_EXERCISE REQUIREMENTS_
Pick out each line below that contains the word "reflection" and copy those lines.

(Point placement records)
=====
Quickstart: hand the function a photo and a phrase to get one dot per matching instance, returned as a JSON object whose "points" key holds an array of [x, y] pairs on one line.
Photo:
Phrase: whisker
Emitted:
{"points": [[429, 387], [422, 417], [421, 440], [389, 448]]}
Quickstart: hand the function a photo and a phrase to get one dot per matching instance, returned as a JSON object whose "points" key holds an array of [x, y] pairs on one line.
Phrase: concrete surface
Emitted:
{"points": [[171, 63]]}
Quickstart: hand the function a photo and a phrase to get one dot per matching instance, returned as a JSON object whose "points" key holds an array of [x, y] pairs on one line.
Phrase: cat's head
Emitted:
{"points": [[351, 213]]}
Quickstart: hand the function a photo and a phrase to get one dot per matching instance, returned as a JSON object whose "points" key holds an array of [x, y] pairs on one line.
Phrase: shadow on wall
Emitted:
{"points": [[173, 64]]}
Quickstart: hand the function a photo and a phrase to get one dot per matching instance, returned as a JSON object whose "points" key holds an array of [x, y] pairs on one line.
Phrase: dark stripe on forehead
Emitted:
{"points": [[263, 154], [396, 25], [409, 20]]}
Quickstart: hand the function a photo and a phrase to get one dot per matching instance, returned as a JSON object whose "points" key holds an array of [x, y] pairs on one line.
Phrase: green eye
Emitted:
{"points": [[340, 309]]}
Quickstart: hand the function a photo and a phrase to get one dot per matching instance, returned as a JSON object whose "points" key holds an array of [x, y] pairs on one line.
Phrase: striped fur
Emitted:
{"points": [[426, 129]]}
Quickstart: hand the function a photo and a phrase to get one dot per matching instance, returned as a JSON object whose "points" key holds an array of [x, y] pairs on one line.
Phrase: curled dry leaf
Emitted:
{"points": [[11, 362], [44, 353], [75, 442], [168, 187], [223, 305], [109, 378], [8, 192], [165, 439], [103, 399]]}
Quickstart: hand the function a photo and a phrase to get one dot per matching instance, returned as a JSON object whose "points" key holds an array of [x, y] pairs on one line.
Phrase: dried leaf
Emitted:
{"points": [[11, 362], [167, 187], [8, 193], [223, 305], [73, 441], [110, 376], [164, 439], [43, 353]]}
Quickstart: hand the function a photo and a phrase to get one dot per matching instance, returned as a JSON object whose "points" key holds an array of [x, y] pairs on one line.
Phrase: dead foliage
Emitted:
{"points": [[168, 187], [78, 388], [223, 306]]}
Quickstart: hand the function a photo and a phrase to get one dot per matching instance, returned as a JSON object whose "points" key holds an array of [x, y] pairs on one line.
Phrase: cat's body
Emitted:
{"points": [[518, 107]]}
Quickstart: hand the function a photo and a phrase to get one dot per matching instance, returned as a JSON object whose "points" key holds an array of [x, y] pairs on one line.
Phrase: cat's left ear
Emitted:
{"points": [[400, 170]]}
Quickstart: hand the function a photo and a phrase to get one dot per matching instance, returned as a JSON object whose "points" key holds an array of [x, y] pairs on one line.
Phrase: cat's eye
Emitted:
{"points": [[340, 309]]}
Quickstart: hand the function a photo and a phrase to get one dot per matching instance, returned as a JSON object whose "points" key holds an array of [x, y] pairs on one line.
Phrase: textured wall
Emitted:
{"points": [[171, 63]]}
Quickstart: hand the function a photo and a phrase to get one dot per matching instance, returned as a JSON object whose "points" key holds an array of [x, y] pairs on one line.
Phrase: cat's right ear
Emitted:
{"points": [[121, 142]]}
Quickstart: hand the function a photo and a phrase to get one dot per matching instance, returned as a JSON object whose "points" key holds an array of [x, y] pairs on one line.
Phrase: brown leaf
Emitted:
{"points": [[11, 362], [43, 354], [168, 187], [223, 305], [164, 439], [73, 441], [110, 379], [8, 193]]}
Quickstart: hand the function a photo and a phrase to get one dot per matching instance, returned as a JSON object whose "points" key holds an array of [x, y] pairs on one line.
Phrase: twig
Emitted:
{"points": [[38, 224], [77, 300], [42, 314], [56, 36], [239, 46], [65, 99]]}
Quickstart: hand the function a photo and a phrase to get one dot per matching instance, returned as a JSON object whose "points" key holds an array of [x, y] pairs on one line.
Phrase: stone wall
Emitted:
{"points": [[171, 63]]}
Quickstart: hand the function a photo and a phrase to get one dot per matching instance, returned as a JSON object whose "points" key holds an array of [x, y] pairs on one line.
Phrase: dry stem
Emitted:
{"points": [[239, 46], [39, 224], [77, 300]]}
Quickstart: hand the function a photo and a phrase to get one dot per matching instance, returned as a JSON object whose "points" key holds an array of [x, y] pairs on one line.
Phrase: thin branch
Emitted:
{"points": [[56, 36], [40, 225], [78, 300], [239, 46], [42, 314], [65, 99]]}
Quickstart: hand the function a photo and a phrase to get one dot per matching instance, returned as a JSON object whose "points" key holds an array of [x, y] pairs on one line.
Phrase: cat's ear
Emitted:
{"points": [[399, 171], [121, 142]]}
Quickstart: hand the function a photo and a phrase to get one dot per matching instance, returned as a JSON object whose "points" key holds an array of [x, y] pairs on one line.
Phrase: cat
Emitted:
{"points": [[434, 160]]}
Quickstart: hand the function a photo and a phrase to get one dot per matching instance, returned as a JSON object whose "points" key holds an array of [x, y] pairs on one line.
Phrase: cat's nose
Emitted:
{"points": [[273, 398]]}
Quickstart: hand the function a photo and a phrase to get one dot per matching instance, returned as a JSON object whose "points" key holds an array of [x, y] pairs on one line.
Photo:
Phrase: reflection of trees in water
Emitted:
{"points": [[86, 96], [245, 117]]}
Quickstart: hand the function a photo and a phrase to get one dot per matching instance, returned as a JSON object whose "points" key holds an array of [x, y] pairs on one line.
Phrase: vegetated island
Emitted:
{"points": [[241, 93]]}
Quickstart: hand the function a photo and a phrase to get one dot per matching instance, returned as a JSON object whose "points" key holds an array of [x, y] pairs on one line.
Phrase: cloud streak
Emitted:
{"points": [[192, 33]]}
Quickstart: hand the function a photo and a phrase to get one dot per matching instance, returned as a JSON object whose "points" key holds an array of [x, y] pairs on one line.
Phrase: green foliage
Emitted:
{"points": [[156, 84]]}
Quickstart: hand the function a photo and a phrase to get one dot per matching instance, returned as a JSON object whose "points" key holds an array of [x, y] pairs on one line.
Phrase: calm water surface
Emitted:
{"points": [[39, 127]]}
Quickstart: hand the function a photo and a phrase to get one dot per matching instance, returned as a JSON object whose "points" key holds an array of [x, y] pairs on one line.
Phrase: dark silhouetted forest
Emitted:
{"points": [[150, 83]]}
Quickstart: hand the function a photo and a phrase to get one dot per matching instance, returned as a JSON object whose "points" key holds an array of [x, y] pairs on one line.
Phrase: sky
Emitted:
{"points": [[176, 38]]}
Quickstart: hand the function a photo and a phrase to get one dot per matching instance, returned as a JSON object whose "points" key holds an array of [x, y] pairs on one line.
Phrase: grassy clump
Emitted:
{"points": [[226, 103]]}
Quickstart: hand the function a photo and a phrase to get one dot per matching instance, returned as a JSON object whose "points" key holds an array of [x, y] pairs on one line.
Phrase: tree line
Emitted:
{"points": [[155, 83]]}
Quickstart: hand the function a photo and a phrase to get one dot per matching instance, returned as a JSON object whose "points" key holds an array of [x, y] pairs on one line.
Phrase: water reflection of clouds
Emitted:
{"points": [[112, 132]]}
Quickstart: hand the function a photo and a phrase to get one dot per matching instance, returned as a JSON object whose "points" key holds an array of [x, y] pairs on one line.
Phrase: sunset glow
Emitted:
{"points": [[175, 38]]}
=====
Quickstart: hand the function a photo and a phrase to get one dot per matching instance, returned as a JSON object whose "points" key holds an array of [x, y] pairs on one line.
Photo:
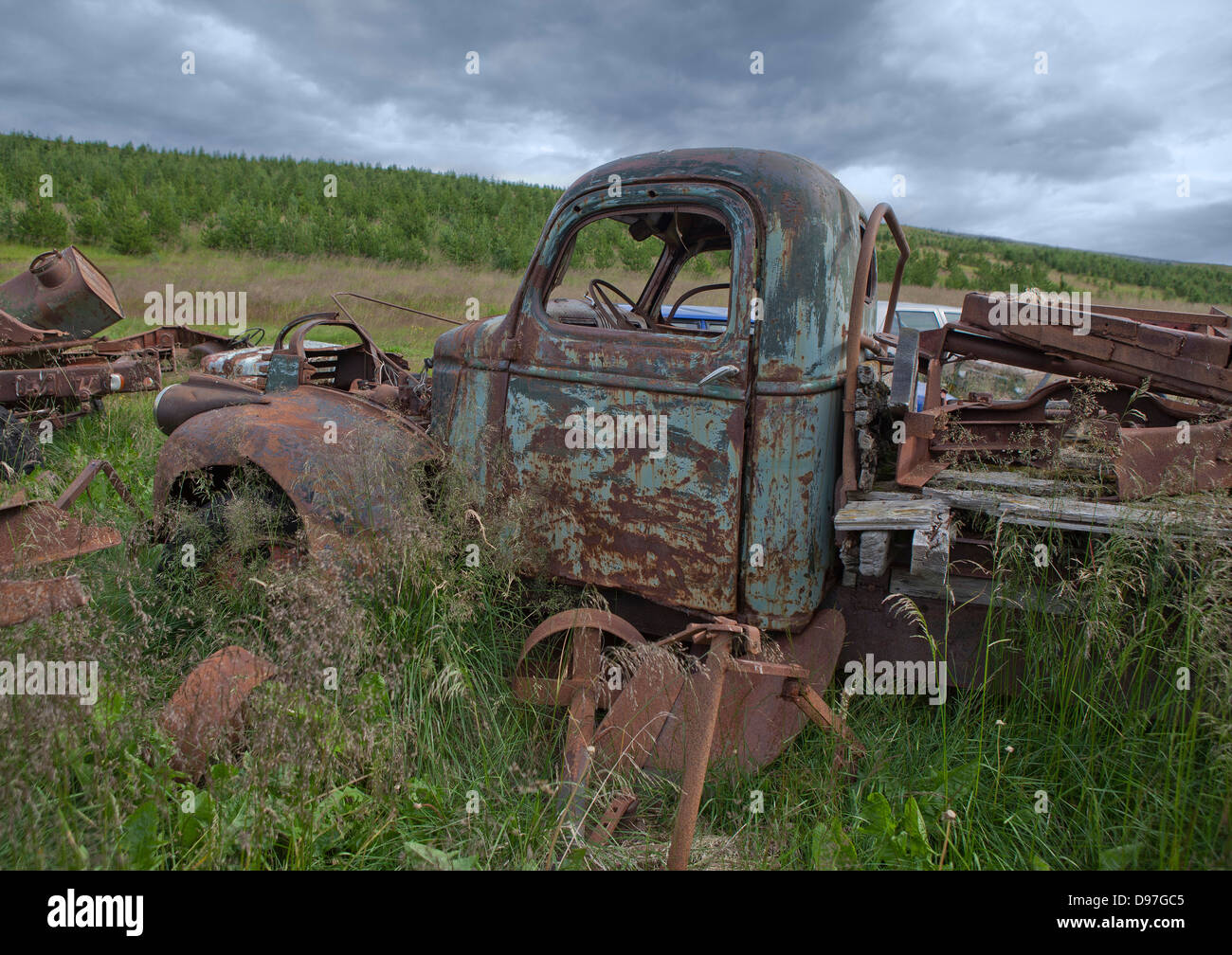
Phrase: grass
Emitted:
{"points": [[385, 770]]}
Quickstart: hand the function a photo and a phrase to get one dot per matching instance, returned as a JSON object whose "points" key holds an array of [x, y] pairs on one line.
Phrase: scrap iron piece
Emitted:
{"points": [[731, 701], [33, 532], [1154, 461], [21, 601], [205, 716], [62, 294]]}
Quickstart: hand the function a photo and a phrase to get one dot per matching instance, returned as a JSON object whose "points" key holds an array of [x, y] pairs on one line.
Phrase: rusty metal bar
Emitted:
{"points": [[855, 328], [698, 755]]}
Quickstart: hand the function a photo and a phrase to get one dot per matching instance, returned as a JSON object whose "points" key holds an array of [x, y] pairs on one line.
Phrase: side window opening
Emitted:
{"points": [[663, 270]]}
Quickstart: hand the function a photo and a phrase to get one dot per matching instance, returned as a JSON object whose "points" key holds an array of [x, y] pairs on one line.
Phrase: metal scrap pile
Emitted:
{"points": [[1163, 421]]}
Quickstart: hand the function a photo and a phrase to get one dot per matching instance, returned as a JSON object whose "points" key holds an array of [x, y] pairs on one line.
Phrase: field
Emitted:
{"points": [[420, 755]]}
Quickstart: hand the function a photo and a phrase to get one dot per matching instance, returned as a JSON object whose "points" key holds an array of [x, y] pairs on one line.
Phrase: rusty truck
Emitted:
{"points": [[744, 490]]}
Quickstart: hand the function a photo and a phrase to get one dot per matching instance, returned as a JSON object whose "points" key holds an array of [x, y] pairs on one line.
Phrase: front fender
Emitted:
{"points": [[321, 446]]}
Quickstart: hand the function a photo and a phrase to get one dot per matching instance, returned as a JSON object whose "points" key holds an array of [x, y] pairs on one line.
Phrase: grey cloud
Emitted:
=====
_ANSWER IN FULL_
Phrase: reflection of trees in water
Phrase: water reflection of clouds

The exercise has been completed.